SUPPLIED RECORDS START

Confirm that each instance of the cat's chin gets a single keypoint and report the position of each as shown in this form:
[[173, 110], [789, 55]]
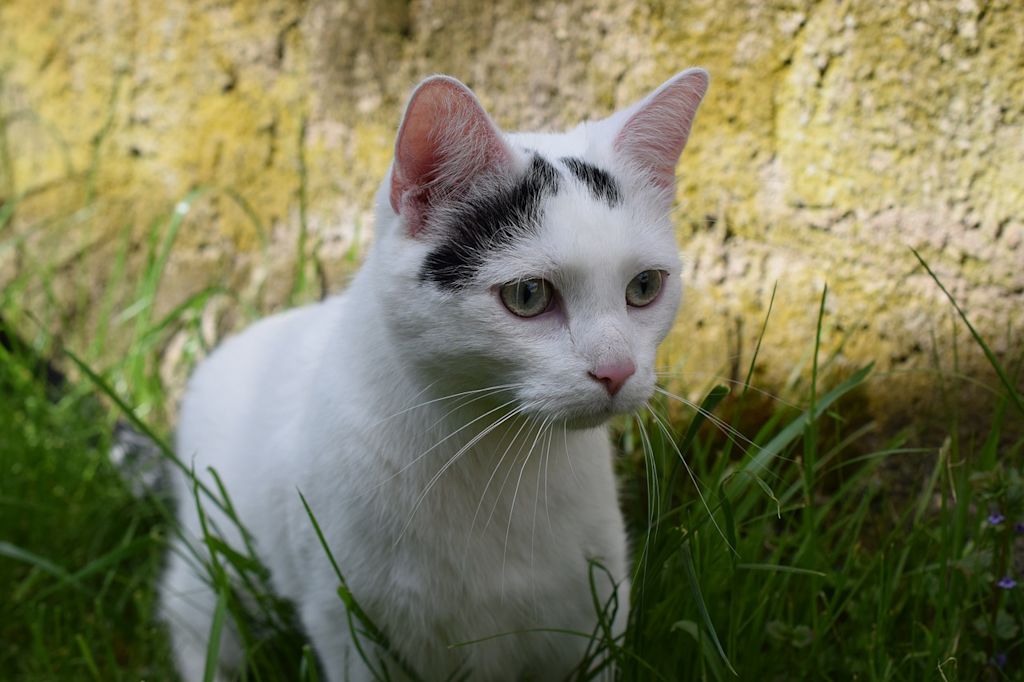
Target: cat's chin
[[580, 423]]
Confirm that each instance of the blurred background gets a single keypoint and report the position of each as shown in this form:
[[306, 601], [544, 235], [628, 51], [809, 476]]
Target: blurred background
[[836, 137], [170, 171]]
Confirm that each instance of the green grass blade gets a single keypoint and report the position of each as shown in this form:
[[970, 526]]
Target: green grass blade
[[796, 427], [40, 562], [992, 359], [691, 579], [216, 630]]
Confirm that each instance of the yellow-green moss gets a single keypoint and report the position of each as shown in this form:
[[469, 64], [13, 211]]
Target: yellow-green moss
[[836, 136]]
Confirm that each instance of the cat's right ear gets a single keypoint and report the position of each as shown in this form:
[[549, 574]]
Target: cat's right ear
[[445, 141]]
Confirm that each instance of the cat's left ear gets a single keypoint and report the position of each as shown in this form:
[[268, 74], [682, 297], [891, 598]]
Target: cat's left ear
[[656, 128]]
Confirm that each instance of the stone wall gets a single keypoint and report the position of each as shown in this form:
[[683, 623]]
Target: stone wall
[[837, 135]]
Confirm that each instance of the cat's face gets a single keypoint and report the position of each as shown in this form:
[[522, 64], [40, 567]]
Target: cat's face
[[544, 266]]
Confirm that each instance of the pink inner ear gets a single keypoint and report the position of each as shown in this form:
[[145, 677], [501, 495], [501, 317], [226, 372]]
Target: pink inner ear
[[655, 135], [445, 141]]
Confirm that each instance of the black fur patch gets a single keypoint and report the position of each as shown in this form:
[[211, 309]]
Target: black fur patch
[[489, 223], [601, 184]]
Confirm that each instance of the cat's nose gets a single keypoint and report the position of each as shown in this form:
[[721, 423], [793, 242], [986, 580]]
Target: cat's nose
[[613, 375]]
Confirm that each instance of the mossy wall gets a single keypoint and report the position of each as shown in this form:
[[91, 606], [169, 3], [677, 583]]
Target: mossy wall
[[837, 135]]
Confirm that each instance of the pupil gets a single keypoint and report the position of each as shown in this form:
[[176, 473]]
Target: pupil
[[528, 289]]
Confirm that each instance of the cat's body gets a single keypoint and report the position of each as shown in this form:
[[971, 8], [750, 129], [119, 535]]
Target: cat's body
[[453, 451]]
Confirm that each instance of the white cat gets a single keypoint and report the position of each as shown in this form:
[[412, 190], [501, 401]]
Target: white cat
[[444, 416]]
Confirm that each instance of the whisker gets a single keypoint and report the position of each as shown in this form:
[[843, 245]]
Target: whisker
[[515, 495], [692, 476], [726, 428], [489, 390], [733, 382], [475, 439], [438, 443]]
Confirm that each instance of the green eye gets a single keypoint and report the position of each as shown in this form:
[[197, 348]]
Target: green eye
[[527, 298], [644, 288]]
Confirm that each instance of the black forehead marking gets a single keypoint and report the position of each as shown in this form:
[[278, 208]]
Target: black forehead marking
[[601, 184], [491, 222]]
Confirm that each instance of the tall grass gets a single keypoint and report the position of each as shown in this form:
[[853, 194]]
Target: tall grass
[[772, 551]]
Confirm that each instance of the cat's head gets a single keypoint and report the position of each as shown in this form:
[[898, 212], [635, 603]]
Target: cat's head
[[542, 263]]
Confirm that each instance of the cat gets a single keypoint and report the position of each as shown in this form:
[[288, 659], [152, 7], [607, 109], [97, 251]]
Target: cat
[[444, 417]]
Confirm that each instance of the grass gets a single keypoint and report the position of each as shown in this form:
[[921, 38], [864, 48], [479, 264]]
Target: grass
[[769, 543]]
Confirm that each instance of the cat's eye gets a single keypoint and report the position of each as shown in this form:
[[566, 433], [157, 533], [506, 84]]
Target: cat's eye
[[527, 298], [643, 289]]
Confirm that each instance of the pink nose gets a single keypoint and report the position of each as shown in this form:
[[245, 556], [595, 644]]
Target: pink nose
[[613, 375]]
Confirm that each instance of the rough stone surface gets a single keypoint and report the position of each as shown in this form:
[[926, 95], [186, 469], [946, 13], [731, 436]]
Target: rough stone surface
[[837, 136]]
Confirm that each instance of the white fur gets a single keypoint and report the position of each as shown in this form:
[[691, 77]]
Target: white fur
[[445, 531]]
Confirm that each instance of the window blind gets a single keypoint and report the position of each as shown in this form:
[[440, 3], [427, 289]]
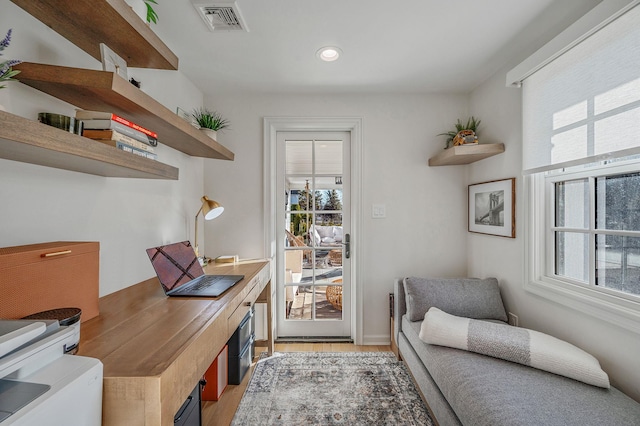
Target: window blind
[[584, 106]]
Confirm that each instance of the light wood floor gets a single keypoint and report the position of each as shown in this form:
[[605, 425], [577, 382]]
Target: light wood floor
[[221, 412]]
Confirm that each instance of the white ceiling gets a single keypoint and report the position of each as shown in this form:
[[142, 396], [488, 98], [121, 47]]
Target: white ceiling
[[388, 46]]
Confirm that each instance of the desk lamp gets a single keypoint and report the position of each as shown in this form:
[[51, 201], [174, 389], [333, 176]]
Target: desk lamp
[[210, 210]]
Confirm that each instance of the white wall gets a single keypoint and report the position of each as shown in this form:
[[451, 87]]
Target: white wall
[[39, 204], [617, 349], [424, 231]]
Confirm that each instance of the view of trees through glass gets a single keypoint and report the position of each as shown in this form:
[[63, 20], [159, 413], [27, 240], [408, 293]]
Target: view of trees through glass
[[616, 204]]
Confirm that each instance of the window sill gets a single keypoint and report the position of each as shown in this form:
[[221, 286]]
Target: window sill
[[621, 312]]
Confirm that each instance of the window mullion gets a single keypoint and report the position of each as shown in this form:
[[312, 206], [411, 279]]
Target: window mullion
[[593, 255]]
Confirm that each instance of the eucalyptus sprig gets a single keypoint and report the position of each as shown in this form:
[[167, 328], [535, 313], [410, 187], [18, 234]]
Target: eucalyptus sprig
[[472, 124], [6, 71], [152, 15], [210, 119]]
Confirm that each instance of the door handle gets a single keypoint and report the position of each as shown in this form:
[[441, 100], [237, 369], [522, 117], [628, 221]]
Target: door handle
[[347, 246]]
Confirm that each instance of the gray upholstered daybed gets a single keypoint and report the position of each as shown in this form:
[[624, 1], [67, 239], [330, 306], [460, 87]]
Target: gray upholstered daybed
[[468, 388]]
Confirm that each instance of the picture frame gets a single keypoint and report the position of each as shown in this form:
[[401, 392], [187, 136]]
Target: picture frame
[[112, 62], [492, 208]]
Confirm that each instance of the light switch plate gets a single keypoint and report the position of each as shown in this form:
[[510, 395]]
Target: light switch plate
[[378, 211]]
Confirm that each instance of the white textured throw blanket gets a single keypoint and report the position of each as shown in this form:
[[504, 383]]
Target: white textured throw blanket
[[514, 344]]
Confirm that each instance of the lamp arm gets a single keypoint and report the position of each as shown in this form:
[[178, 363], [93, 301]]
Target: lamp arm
[[195, 241]]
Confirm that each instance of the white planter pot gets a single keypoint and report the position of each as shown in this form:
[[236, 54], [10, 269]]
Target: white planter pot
[[139, 8], [211, 133]]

SUPPLIED RECORDS END

- WORK REQUEST:
Output the material word for word, omitting its pictures.

- ANSWER AREA:
Confirm that each instance of the cat's chin gets a single keypoint and report the position of each as shown in this form:
[[173, 110], [789, 55]]
Target: cat's chin
[[580, 423]]
Confirm that each instance of the blurred background gets a single keypoint and report the position of each as shown in this form:
[[306, 601], [544, 235], [628, 51], [809, 476]]
Target: blurred background
[[836, 137], [170, 171]]
Confirm that each instance of the green grass blade gets a single keypoint and report the position of each as shown in this form:
[[970, 526]]
Target: green grass blade
[[796, 427], [40, 562], [992, 359], [691, 579], [216, 630]]
Confirm that each instance of the yellow-green moss gets a single keypoint and report the position of each as shown in this form:
[[469, 64], [13, 211]]
Target: yellow-green moss
[[836, 136]]
Confirm that each instance of the cat's right ear gets a single keypoint and report the position of each as shown in this form:
[[549, 574]]
Target: cat's right ear
[[445, 141]]
Confirm that each instance of the cat's left ear gets a single keypoint and report the position of each as shown in this form:
[[268, 74], [682, 297], [891, 598]]
Target: cat's left ear
[[656, 128]]
Confirm that each instance of the stone wall gets a single keypoint and report the position of each as shown in this form:
[[683, 623]]
Target: stone wall
[[837, 135]]
Confirm that each instance of the cat's face gets a single keypoint and report the position of each as shown in this form:
[[522, 64], [40, 567]]
Target: cat's face
[[544, 266]]
Confirm that each instance of the pink inner ear gets a single keypoint and report the position of each as shown in this form:
[[145, 677], [501, 495], [501, 317], [226, 372]]
Target: pink inner ear
[[655, 135], [445, 141]]
Confirm that each instance of the black fur patch gets a single keypoint and report the position of each as shown in this form:
[[211, 309]]
Target: black fur patch
[[489, 223], [601, 184]]
Confirm that each instance of the cat's nose gets a single keypoint and report the position of each as shown in this form:
[[721, 423], [793, 242], [986, 580]]
Target: cat's nose
[[613, 375]]
Confirm that each instance of the mossy wall gets a single keypoint and report the position of each as shown in this form:
[[91, 606], [169, 3], [677, 583]]
Target: mossy wall
[[837, 135]]
Confirm that each instance of the pupil gets a single keypoint and report the position of each as shown in this form:
[[176, 473]]
Target: pupil
[[528, 289]]
Confirm that each instance of the cat's body gets a single keypoint and report the position of each as shown in this form:
[[971, 8], [750, 129], [119, 535]]
Target: cat's body
[[453, 451]]
Confirm that each instance of the white cat gets a single keypoint and report the position of each as shown in this form:
[[412, 190], [501, 401]]
Target: white cat
[[444, 416]]
Confirm that each instance of the whisker gets a single keypoint and report the position of each as shown in this form:
[[843, 245]]
Target: whisker
[[515, 495], [692, 476], [726, 428], [489, 390], [733, 382], [475, 439], [438, 443]]
Confirm that each instance of the green eye gets a single keypoint and report the position of each as shown in this form:
[[197, 348]]
Target: green eye
[[527, 298], [644, 288]]
Confirm that each instance of the black forehead marking gets a single keypoint and report the position of each as shown in this form:
[[278, 208]]
Target: black forehead marking
[[601, 184], [491, 222]]
Confirm that each instance of the tall grass gets a single keypoint and report the position of each as shown in this form:
[[853, 194]]
Target: tall grass
[[772, 551]]
Confirm that each instance of the cat's head gets a single keypoint and report the position of each as shown in this form:
[[898, 212], [635, 603]]
Target: cat's head
[[542, 263]]
Confirm that each instance of the cat gets a single keypoint and report the position of each as shown in this form:
[[288, 659], [152, 7], [607, 109], [97, 251]]
Target: cat
[[444, 417]]
Confirm that each instance of the grass gets a single keypoint and report the position of each as shown in this form:
[[921, 38], [864, 48], [479, 264]]
Target: grass
[[769, 543]]
Confirm that each instance of the cat's eye gets a single keypoint and report the position of each as shown in this form:
[[566, 433], [157, 533], [506, 84]]
Target: cat's eye
[[527, 298], [643, 289]]
Confirm that each instance of the pink nose gets a single keypoint and report the position of each as shown in this form:
[[245, 556], [595, 644]]
Target: pink nose
[[613, 375]]
Confirm that each instance of the rough stone surface gets a single keypoint and report the position of each as shown in this form:
[[926, 95], [186, 469], [946, 13], [731, 436]]
Target: rough stone surface
[[837, 136]]
Confirm that each instance of the white fur gets a single keypoint and report the position of each as shown in this form:
[[691, 77]]
Target: white fur
[[445, 531]]
Confirm that each instance of the window blind gets a single keypoint and report the position of each as shown in this form:
[[440, 3], [427, 289]]
Target: window blind
[[584, 106]]
Confirm that each instance of the light wood floor gets a single keypoint and report the position of each as shown in this form:
[[605, 425], [577, 382]]
Target: light wood floor
[[221, 412]]
Confirm that each instance of the white ceiling gets a single keypoint and report the position of each as shown in this form:
[[142, 396], [488, 98], [121, 47]]
Target: white ceiling
[[388, 46]]
Confirm that each instance of the desk lamp gets a single keypoint and report the position of each as shown in this form:
[[51, 201], [174, 389], [333, 176]]
Target: desk lamp
[[210, 210]]
Confirm that each instance of the white wall gets a single keypoint and report the position of each as shown in this form:
[[451, 87]]
Target: white wall
[[39, 204], [617, 349], [424, 231]]
Confirm that each instance of the view of trees through glass gets a single keypoint and report the position of each as shown in this form:
[[63, 20], [159, 413], [27, 240], [408, 293]]
Target: view of trees through glass
[[616, 204]]
Confirm that each instance of the window sill gets a single keypoint and report the position of each as shown in this form:
[[221, 286]]
Target: window sill
[[621, 312]]
Confirm that each instance of the window mullion gets a single keypoint and report the position of each as shown in this form:
[[312, 206], [411, 279]]
Target: window mullion
[[593, 255]]
Confirm that each instance of the eucalyptus sprig gets a single keypoint and report the position of each as shown in this form:
[[167, 328], [535, 313], [410, 187], [18, 234]]
Target: eucalyptus sprig
[[472, 124], [6, 71], [152, 15], [210, 119]]
Confirm that each instance of the door handle gets a single keypoint and report the position of each as shown in this form:
[[441, 100], [237, 369], [522, 117], [628, 221]]
Target: door handle
[[347, 246]]
Confirm that each instance of the gray upholstered daybed gets a single keypoint and report the position of each as shown in this form:
[[624, 1], [67, 239], [330, 306], [460, 87]]
Target: gray upholstered daybed
[[468, 388]]
Confirm that each instance of the picture frame gets a single keypoint and report the position of each as shown in this form:
[[401, 392], [187, 136]]
Target: picture frame
[[112, 62], [492, 208]]
Confirm that each instance of the light switch plate gets a single keypoint and report the position of each as shown in this form:
[[510, 395]]
Target: light switch plate
[[378, 211]]
Confirm that each instance of the white textured throw blanket gets a single keypoint and report the position of each as shown in this form:
[[504, 383]]
Target: white textured throw blanket
[[514, 344]]
Confirm that each instance of the lamp arm gets a single keypoint and report the position of each as shown in this form:
[[178, 363], [93, 301]]
Target: lamp arm
[[195, 241]]
Confirm that each instance of the white planter pot gets a single keypoint and report the position of each as shown in this form:
[[236, 54], [10, 269]]
Target: white planter pot
[[139, 8], [211, 133]]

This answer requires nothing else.